> ACTIVITY
Could you return every record below word for word, leaving out the pictures?
____ ENTRIES SUPPLIED
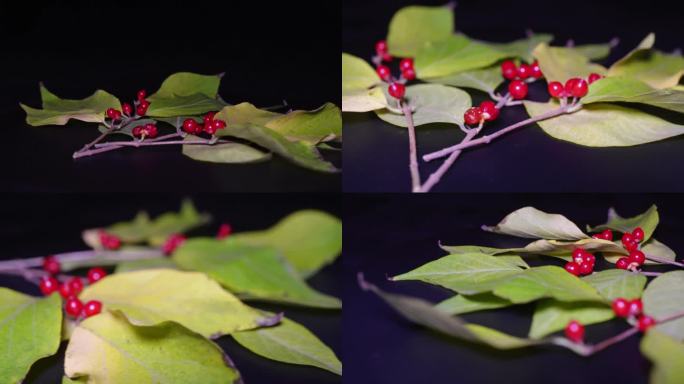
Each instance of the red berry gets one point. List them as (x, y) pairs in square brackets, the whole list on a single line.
[(397, 90), (384, 72), (517, 89), (635, 307), (622, 263), (224, 231), (556, 89), (48, 284), (51, 265), (638, 234), (593, 77), (92, 308), (473, 116), (620, 307), (645, 322), (524, 71), (509, 70), (172, 242), (96, 274), (409, 74), (637, 256), (489, 110), (574, 331), (73, 306), (573, 268), (536, 71), (76, 285), (127, 109)]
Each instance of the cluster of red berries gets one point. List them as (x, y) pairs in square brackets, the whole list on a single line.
[(630, 241), (582, 262), (574, 87), (486, 111), (109, 241), (141, 106), (210, 125), (70, 289)]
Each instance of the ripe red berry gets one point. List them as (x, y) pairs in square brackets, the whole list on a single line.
[(73, 306), (405, 64), (638, 234), (51, 265), (645, 322), (620, 307), (224, 231), (489, 110), (48, 284), (593, 77), (536, 71), (573, 268), (473, 116), (574, 331), (397, 90), (509, 70), (127, 109), (409, 74), (383, 72), (622, 263), (635, 307), (92, 308), (556, 89), (524, 71), (96, 274), (517, 89)]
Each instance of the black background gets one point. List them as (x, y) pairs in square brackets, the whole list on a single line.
[(528, 160), (269, 51), (390, 234), (36, 225)]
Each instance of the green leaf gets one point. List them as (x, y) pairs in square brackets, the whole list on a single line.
[(551, 316), (648, 221), (232, 152), (457, 53), (616, 283), (460, 304), (467, 273), (322, 124), (292, 343), (424, 313), (252, 272), (663, 298), (604, 125), (308, 239), (434, 103), (657, 69), (485, 80), (151, 297), (413, 27), (562, 63), (300, 153), (154, 231), (30, 329), (629, 90), (547, 281), (532, 223), (187, 84), (56, 111), (666, 354), (357, 74), (107, 349)]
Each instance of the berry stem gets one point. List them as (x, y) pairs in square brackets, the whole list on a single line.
[(488, 138)]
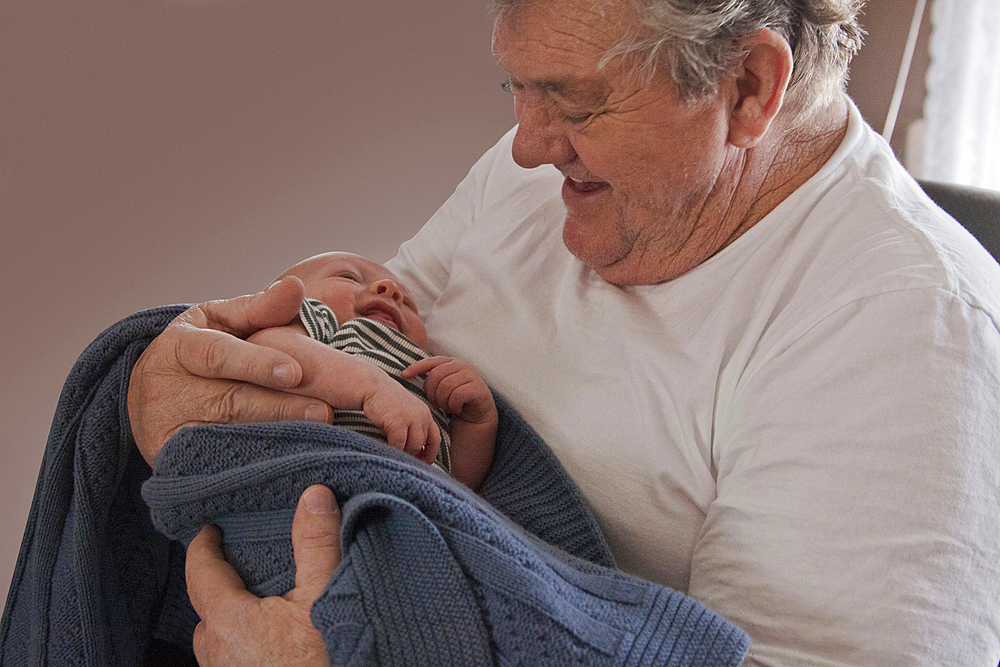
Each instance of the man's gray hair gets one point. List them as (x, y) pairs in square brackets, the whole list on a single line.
[(696, 41)]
________
> EXPECTED ANSWER
Each instance of the red berry gets one point. List them as (x, y) pairs in square brackets, the whole list on a single line.
[(397, 90), (384, 72), (517, 89), (635, 307), (622, 263), (224, 231), (556, 89), (48, 284), (51, 265), (638, 234), (593, 77), (92, 308), (473, 116), (620, 307), (645, 322), (524, 71), (509, 70), (172, 242), (96, 274), (409, 74), (637, 256), (489, 110), (574, 331), (73, 306), (573, 268), (536, 71), (76, 285), (127, 109)]
Each instance of the cluster of red berries gets one point. List them as (x, y) pairs in square brackets, the whole list on a single line.
[(630, 241), (582, 262), (574, 87), (486, 111), (109, 241), (141, 106), (210, 125), (70, 289)]
Each instance of the ripe red berry gets one point. List them as (x, y) pairs in square brackets, the whole list on a single line.
[(73, 306), (405, 64), (638, 234), (51, 265), (645, 322), (620, 307), (224, 231), (489, 110), (48, 284), (593, 77), (536, 71), (573, 268), (473, 116), (574, 331), (397, 90), (509, 70), (127, 109), (409, 74), (383, 72), (622, 263), (635, 307), (92, 308), (556, 89), (524, 71), (96, 274), (517, 89)]
Each instance of the black background gets one point. List them as (x, y) pairs in square brackets, the whole list on a single line.
[(528, 160), (269, 51), (390, 234), (36, 225)]
Each instance of the green leaf gets one point. List them as (x, y) pairs in square brackets, the whole list on a single line.
[(551, 316), (648, 221), (232, 152), (457, 53), (616, 283), (460, 304), (467, 273), (322, 124), (292, 343), (424, 313), (252, 272), (663, 298), (604, 125), (308, 239), (434, 103), (657, 69), (485, 80), (151, 297), (413, 27), (562, 63), (300, 153), (154, 231), (30, 329), (629, 90), (547, 281), (532, 223), (187, 84), (56, 111), (666, 354), (357, 74), (107, 349)]
Each instance of the berry stem gets one point. List them as (x, y) pairs in square brackets, the whole list on a single line.
[(488, 138)]
Each instance of the man's gray hair gets one point. List them as (x, y) pairs in square brackets, the whole list on a single line.
[(696, 41)]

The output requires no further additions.